**OBJECTIVE:**
Pick up the notes on the OpenStack Operators meetup in Philadelphia after their last sentence and keep writing them.

**DOCUMENT:**

Comcast Center, Philadelphia 

 

Here are some of my notes and main take-aways from the OpenStack Operators meet up going on today and tomorrow in Philadelphia.  (Obviously there is a lot more data and details in the individual etherpads.)

The meeting was originally scheduled to take place at the Comcast Center, but was moved to The Hub at United Center due to the large number of attendees.

Also, here’s the Superuser post coverage of day 1.

Introduction

Jonathan Bryce from the OpenStack Foundation and  Mark Muehl of Comcast.  Kicked off the event with short welcome comments.  There are 180+ attendees at this meetup, which is over 4 times more than the one a year ago.

Tom Fifield is coordinating the events.  There needs to be a focus on providing the most specific feedback for the upstream developers.  If we want to improve ops for OpenStack, we actually need to do some stuff.

OVS Issues/Fixes/Best Pratices

Etherpad: https://etherpad.openstack.org/p/PHL-ops-OVS

Moderator: Andy Hill, Rackspace.

Most people report using OVS with Neutron ML2 because it is the default setup.  A few people are packaging their own OVS because upstream distro packages are too slow to incorporate updates and/or they hav ea need for custom patches.  Very few people running SDN controller on top.  Just a couple folks doing IPv6.

OVS >=2.0.0 much more stable.  Think Neutron agent need at least 2.0 at this point, >= 2.1.2 is the recommendation for best performance.

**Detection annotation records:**
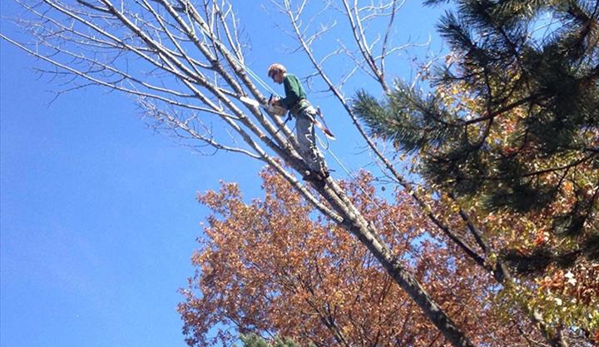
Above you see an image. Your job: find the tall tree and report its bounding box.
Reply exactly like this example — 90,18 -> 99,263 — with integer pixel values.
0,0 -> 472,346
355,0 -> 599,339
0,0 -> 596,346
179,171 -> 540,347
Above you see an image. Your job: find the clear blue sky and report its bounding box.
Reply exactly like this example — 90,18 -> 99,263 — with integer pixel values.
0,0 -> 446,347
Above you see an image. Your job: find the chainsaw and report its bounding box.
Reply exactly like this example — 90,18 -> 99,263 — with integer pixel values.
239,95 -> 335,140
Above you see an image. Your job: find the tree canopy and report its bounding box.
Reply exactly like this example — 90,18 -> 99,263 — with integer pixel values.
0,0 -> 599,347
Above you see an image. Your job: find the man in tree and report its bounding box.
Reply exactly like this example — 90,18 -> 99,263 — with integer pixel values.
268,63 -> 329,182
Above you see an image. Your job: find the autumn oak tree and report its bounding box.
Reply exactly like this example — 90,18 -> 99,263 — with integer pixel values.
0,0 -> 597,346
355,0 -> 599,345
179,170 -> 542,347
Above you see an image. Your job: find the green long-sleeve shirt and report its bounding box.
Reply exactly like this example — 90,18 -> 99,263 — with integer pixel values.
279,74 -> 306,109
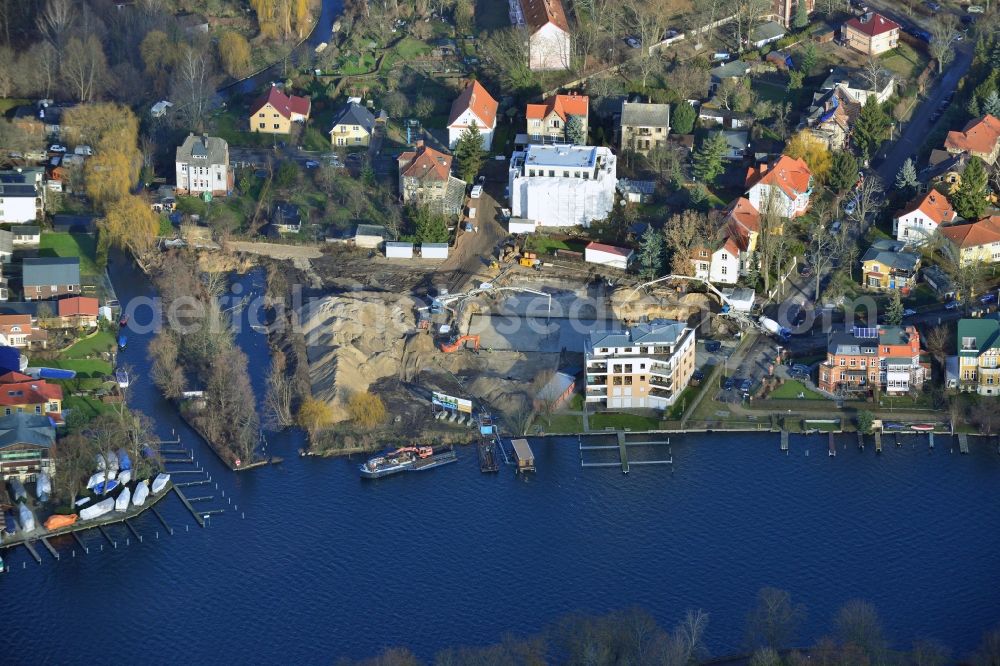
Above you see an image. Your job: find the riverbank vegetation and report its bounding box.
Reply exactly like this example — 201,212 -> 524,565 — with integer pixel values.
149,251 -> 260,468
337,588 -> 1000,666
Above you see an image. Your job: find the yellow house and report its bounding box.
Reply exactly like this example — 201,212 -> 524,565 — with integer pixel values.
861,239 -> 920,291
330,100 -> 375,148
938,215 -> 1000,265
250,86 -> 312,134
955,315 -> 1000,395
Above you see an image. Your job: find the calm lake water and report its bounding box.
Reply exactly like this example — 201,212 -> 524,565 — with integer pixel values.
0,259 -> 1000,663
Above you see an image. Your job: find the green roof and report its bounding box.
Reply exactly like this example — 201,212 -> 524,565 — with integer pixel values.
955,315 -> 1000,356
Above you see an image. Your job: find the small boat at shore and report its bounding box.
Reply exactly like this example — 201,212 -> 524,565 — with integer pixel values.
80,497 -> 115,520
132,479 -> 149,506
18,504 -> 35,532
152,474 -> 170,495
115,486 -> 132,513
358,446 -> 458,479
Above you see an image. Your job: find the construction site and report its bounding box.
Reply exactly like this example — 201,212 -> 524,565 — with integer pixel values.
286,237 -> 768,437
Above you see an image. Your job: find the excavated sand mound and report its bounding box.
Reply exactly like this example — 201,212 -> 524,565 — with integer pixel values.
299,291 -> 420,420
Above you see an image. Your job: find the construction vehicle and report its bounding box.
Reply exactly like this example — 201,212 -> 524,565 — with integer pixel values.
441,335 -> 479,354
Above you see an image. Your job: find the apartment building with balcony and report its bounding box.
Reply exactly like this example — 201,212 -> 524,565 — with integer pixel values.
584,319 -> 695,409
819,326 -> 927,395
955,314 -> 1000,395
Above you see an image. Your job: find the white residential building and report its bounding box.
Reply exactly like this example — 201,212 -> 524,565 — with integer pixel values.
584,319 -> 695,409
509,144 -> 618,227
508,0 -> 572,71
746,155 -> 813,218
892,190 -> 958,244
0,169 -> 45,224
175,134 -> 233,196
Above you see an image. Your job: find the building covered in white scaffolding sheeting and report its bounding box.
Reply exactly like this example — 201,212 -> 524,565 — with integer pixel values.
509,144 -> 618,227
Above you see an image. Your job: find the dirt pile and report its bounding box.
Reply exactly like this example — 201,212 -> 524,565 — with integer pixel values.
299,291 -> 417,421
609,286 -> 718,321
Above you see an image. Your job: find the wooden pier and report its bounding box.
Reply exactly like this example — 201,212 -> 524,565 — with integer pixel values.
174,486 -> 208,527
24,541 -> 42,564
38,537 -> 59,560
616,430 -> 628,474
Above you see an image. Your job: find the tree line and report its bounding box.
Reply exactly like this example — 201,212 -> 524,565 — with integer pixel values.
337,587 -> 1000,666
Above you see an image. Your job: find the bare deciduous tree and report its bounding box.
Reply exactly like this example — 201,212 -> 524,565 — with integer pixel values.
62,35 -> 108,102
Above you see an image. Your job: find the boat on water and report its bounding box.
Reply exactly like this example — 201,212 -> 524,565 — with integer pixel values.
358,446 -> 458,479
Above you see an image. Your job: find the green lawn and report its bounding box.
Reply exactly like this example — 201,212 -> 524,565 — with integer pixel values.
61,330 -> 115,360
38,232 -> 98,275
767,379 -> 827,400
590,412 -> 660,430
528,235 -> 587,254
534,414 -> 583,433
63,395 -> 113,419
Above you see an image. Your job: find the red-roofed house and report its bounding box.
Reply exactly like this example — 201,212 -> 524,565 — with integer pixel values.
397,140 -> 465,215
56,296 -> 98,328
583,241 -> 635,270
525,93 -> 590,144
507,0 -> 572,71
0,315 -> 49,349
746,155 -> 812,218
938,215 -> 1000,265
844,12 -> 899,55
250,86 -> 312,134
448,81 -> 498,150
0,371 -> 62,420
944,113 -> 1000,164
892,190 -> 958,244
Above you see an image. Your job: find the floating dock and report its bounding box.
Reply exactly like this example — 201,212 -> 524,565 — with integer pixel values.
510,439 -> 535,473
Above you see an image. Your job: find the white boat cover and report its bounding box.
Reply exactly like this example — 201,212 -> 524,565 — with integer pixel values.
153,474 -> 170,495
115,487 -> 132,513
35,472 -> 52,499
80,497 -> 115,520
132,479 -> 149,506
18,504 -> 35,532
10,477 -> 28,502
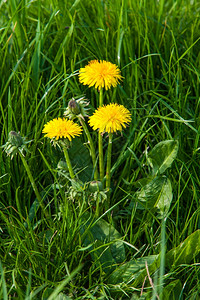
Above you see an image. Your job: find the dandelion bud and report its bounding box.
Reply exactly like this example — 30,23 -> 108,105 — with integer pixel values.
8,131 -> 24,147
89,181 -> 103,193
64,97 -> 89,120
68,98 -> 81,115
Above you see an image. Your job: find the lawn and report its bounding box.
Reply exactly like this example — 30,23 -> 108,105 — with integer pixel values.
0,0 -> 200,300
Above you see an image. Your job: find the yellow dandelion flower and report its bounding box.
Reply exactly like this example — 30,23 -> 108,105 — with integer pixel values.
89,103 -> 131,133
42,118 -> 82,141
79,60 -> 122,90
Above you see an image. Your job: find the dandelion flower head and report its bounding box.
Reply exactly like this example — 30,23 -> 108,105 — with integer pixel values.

**RESULT BELOW:**
There are some OVS upgrade issues around new kernel modules, and the time and effort it takes to evacuate nodes before kernel/modules updates.

Also there are problems with state sync between Neutron and OVS causing orphan/ghost ports, etc.  Cleanup is necessary and typically a restart of OVS agent.  Seems to be related to OVS agent calling into OVS CLI via screen scraping.  OVS doesn’t really have a great direct API that would avoid some of this stuff.

Another common issue is the time it takes OVS agent to restart.  This can affect connectivity to tenant networks while things are being restarted.  Some of this is caused by root wrap, which spawns a new shell and goes through sudo process for every command.

The default ‘allow’ rules on OVS bridges can cause loops during the time that OVS is up but before OVS agent configures everything.

Upstream networking guide coming out that Matt Kassawara and Sean Collins have been working on.  Draft at https://github.com/ionosphere80/openstack-networking-guide

New OVN effort, around integrating more tightly with OpenStack:  http://networkheresy.com/2015/01/13/ovn-bringing-native-virtual-networking-to-ovs/

Monitoring: sflow tools are challenging.  Difficult to troubleshoot network performance issues between VMs.  Potential tools: https://github.com/stackforge/vmtp  and https://github.com/CiscoSystems/avos

Asks to community:  Help with OVS and agent restarts and make them less impactful.  Get in-flight features/patches landed so we can take advantage of the features.

Security at the Host Level

Etherpad: https://etherpad.openstack.org/p/PHL-ops-security

Moderator:  Curtis Collicutt

This is the first time security has been a specific topic at an Ops meetup.  This is a broad topic.

Some discussion around compute/hypervisors and hardening them to make it harder to break out of a VM.  grsecurity can help limit impact if someone is actually able to break out of a VM to the hypervisor.  Another good practice is to try to reduce the number of kernel modules in the hypervisor, to limit potential attack surface.

A couple people have done PCI audits and have been successful.

Ideas for dealing with abuse:  start with very small quota and grow it over time as customer “karma” grows.  You also need to scrub for old/orphaned VMs that are running out there but no longer tracked by nova (due to state losses, or whatever.)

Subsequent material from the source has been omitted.